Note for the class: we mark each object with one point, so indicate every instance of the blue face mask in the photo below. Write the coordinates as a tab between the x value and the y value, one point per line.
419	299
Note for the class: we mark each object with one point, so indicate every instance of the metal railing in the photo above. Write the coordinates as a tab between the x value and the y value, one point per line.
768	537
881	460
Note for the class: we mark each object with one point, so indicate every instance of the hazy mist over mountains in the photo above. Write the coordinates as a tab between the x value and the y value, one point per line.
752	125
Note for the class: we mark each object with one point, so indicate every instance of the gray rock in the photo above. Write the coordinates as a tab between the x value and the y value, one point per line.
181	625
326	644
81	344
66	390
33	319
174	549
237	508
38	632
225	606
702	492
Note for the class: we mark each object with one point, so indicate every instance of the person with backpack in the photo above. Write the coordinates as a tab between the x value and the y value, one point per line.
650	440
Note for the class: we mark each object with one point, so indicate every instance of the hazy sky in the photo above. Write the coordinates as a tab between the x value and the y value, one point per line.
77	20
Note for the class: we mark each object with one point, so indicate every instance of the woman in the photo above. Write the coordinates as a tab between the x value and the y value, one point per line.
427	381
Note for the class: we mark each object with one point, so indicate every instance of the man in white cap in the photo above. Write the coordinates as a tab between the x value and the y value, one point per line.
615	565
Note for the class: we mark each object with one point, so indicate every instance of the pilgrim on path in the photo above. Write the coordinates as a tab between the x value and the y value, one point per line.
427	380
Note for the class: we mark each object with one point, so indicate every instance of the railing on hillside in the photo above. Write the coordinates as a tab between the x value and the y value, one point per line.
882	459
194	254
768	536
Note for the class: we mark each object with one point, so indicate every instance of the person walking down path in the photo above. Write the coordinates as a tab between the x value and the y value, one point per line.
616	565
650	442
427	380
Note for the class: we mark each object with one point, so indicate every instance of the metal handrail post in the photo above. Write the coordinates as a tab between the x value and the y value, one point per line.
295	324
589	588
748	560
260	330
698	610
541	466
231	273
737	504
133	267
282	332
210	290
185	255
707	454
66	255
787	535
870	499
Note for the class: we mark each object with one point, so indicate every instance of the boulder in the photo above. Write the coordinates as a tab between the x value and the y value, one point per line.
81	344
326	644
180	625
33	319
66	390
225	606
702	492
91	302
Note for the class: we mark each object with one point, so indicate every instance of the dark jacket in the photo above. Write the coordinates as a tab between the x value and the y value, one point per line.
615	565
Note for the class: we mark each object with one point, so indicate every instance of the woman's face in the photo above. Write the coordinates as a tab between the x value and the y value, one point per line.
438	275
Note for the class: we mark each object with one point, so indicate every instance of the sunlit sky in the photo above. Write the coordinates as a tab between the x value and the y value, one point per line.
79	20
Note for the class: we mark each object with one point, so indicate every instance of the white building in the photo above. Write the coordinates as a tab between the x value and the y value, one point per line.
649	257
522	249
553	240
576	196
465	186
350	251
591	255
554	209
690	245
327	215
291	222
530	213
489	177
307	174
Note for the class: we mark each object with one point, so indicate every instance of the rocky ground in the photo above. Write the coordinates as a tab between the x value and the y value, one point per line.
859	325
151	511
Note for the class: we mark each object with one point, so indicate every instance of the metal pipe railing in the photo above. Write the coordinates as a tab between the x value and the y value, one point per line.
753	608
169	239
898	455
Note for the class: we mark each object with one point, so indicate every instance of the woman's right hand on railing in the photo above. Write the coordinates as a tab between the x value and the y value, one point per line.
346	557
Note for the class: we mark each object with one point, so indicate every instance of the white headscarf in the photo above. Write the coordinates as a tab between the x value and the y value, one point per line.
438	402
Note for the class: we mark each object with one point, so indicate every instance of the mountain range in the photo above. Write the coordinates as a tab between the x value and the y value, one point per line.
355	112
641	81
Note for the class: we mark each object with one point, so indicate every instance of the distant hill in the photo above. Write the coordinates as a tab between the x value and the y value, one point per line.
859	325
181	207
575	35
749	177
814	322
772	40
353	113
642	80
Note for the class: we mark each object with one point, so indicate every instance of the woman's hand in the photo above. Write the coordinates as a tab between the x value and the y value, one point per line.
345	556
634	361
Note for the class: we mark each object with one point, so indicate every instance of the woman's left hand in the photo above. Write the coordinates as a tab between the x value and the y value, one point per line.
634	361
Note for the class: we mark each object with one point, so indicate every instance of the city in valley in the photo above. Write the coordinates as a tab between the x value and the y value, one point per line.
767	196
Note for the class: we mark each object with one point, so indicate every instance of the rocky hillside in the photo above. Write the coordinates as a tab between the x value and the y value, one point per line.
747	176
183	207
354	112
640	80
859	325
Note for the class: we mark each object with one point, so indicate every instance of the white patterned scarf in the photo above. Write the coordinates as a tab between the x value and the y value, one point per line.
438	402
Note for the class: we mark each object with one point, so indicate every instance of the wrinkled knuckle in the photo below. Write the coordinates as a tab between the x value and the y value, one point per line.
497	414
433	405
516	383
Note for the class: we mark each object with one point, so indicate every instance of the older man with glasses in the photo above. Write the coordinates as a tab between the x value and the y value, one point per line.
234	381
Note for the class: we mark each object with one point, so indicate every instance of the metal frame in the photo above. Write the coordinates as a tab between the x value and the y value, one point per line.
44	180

• [What this task involves]: Rewrite all of the lines above, changing "Note for the class" to "Reminder for the class" and keeping everything else the same.

• [Full output]:
Reminder for the class: we mark each object with one point, so indicate every instance of the blue face mask in the photo below. Write the coordinates as a tab between the x value and the y value, one point per line.
419	299
Reminder for the class: we mark each object with one point, so indicate every instance of the metal railing in the photo above. Write the coordinates as a tab between the x value and the y value, one point per line.
768	537
881	460
Reminder for the class: we mark each object with one point, so indicate every instance of the hazy mist over mountains in the photo above. Write the coordinates as a tab between the x value and the y value, one point per line.
752	125
Reminder for the class: we mark each object with one point, so indicate every instance of the gray rock in the photo above. Write the coordinates as a tab between the x value and the y value, one point per line.
181	625
326	644
81	344
66	390
33	319
174	549
237	508
38	632
225	606
702	492
Reminder for the class: we mark each object with one point, so indicate every instance of the person with backpack in the photo above. Write the coordinates as a tab between the x value and the y value, one point per line.
650	440
Reminder for the class: we mark each object with one point, so indicate every instance of the hazy sky in the photo above. Write the coordinates as a tab between the x value and the y value, one point per line.
77	20
Reminder for the class: we mark each object with one point, so indicate every instance of the woman in the photo above. Write the coordinates as a tab between the x value and the y value, one point per line.
427	381
Reminder for the class: we mark each object with one point, so indicate every instance of the man in white cap in the photo above. Write the coordinates as a tab between the x value and the y value, one point per line.
615	565
Reminder for the class: we mark each object with one point, so indicate every instance of the pilgrim on path in the photo above. Write the coordinates as a tab between the x value and the y value, one point per line.
427	380
Reminder for the class: we mark each object with one point, so indicate every instance of the railing on hillside in the photo above. Write the coordinates as a tab between the x value and the y value, one point per line.
882	459
194	254
768	536
Reminder for the class: we mark each object with one point, so indicate every instance of the person walking down path in the photo above. Write the coordinates as a tab between the x value and the y value, one point per line.
616	565
650	442
427	380
Reminder for the class: we mark each object with one point, so indicate every instance of the metal handrail post in the photo above. Write the coordinates as a tab between the x value and the y value, one point per line.
295	324
589	588
748	560
260	330
698	610
541	466
231	273
737	504
133	267
282	332
210	290
185	255
707	454
66	255
787	535
870	499
Reminder for the class: we mark each object with one point, so indicate every instance of the boulder in the photo above. Write the coordinates as a tab between the x value and the y value, one point per line.
81	344
326	644
180	625
33	319
66	390
225	606
702	492
91	302
Reminder for the class: we mark each object with one point, so indicate every instance of the dark jacket in the photo above. Write the coordinates as a tab between the x value and the y value, one point per line.
615	565
Reminder for the class: we mark each object with one point, so indicate every instance of the woman's face in the photo above. Write the coordinates as a tab between the x value and the y value, one point per line.
438	275
Reminder for the class: we mark each object with one point, so indicate every instance of the sunlit sky in the photo above. Write the coordinates as a tab between the x value and the y value, one point per line.
79	20
Reminder for the class: we mark each object with one point, so indicate every instance of the white building in the photo above. Write the coordinates as a tab between the x value and the y value, one point per line.
649	257
522	249
553	240
576	196
465	186
350	251
591	255
554	209
690	245
327	215
291	222
530	213
489	177
307	174
Reminder for the class: we mark each object with one point, so indicate every instance of the rocky ground in the photo above. Write the coordinates as a tab between the x value and the y value, one point per line.
859	325
151	511
Reminder for the class: we mark each object with one point, so indicate every instance of the metal pipe railing in the photo above. Write the coordinates as a tab between the x value and the y value, one point per line.
753	608
169	239
898	455
Reminder for the class: we mark each object with one point, so indicate every instance of the woman's right hand on railing in the photo above. Write the coordinates as a tab between the x value and the y value, one point per line.
346	557
Reminder for the class: we mark each object with one point, so indicate every instance of the white headscarf in the photo above. Write the coordinates as a tab between the x value and the y value, one point per line.
438	402
Reminder for the class: we mark each object with one point, so indicate every instance of the mountain range in the photo above. Write the coordinates as a tab between the x value and the y value, one point per line.
355	112
641	81
Reminder for the class: we mark each object with one point, so indicate every instance of the distant hill in the photo above. Write the coordinates as a tab between the x value and the y value, one point per line.
859	325
181	207
575	35
749	177
814	322
772	40
353	113
642	80
Reminder for the class: we mark each object with one point, so indicate every instance of the woman's hand in the photo above. Write the coordinates as a tab between the x value and the y value, one point per line.
345	556
634	361
Reminder for the class: we mark each object with one point, so indicate every instance of the woman's left hand in the photo above. Write the coordinates as a tab between the x value and the y value, one point per line.
634	361
Reminder for the class: we mark each object with one point, so indicate every instance of the city in valley in the photo above. Write the coordinates as a tab between the x value and the y value, one point per line.
767	196
Reminder for the class: we mark each object with one point, so indicate every instance of the rocky hillside in the photo above. Write the coordinates as a tab between the x value and the y value, one point per line.
747	176
183	207
354	112
640	80
859	325
Reminder for the class: we mark each object with one point, so indicate every instance of the white patterned scarf in the photo above. Write the coordinates as a tab between the x value and the y value, one point per line.
438	402
Reminder for the class: we mark each object with one point, so indicate every instance of the wrinkled knuckle in the photo below. Write the coordinates as a tab between the x value and the y value, one point per line.
497	414
433	405
516	383
Reminder for the class: we mark each object with one point, so indicate every instance of the older man with glasses in the photo above. Write the coordinates as a tab between the x value and the y value, one point per line.
234	381
Reminder for the class: we mark each object with one point, so indicate every instance of the metal frame in the photo above. Write the coordinates as a tab between the x value and the y value, one point per line.
44	180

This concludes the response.